抜粋:
死に方・辞めかた・別れ方  邱永漢

去り際の美学

第63回
今や冠婚葬祭が収入源

残された最後の塞は、「葬式」だけになった。
本来、葬式は宗教業が提供する数多くの商品の中の
一つにすぎなかったが、
他のソフトがほとんど売れない商品になってしまったなかで、
「死の世界」だけはまだ革命が起っていないために、
僅かに命脈を保っている分野なのである。

だから、坊さんの収入源はここに集約された観があり、
ほかに商売らしい商売がないだけに、
人の死が待たれ、人が死ぬと、
ニッコリ微笑む仕儀に相成ったのである。

ちょうど客が減れば減るほど、バーの勘定が高くなるように、
死ぬ人が少なくなると、葬式の勘定も高くなり、
坊さんのお経や戒名料も値上がりする。

あんまり不当に高くなったので、
遂にテープに吹き込んだお経が普及するようになり、
法事に坊さんを呼ばないで、
ステレオの声量を上げることで
近所の耳をごまかす人が多くなりつつあるのである。

しかし、よく考えてみると、
あの世との仲介人として坊さんが
まだ何とか食いつないで行けるのは、
冠婚葬祭についての習慣に
まだいくらか惰性が残っているからだけのことにすぎない。

新しい葬式は既にそのきざしを見せており、
それが流行をはじめれば、
中間で利ザヤをむさぼっているような人たちは、
いっせいに排除されてしまうであろう。

たとえば、私のように「死後の世界」に
ほとんど興味を持たない人間でも、
いつかは死に直面する。

表示データ:
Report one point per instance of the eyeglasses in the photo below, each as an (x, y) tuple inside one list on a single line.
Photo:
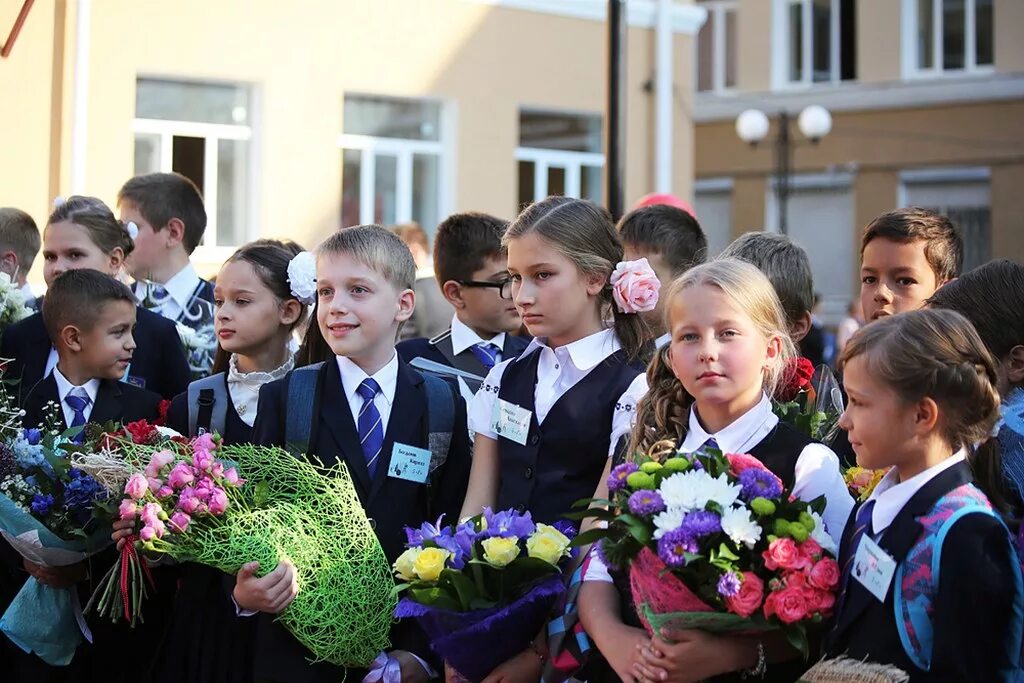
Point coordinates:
[(504, 288)]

課題の内容:
抜粋の内容に基づき、次の問いに答えなさい。
(a) 死ぬ人が少なくなると、葬式の勘定のほかに何が値上がりするとされているか。
(b) 法事に坊さんを呼ばない人は、どのようにして近所の耳をごまかすとされているか。
(c) 坊さんが「まだ何とか食いつないで行ける」のはなぜだとされているか。

解答:
(a) 坊さんのお経や戒名料。
(b) テープに吹き込んだお経を使い、ステレオの声量を上げる。
(c) 冠婚葬祭についての習慣に、まだいくらか惰性が残っているから。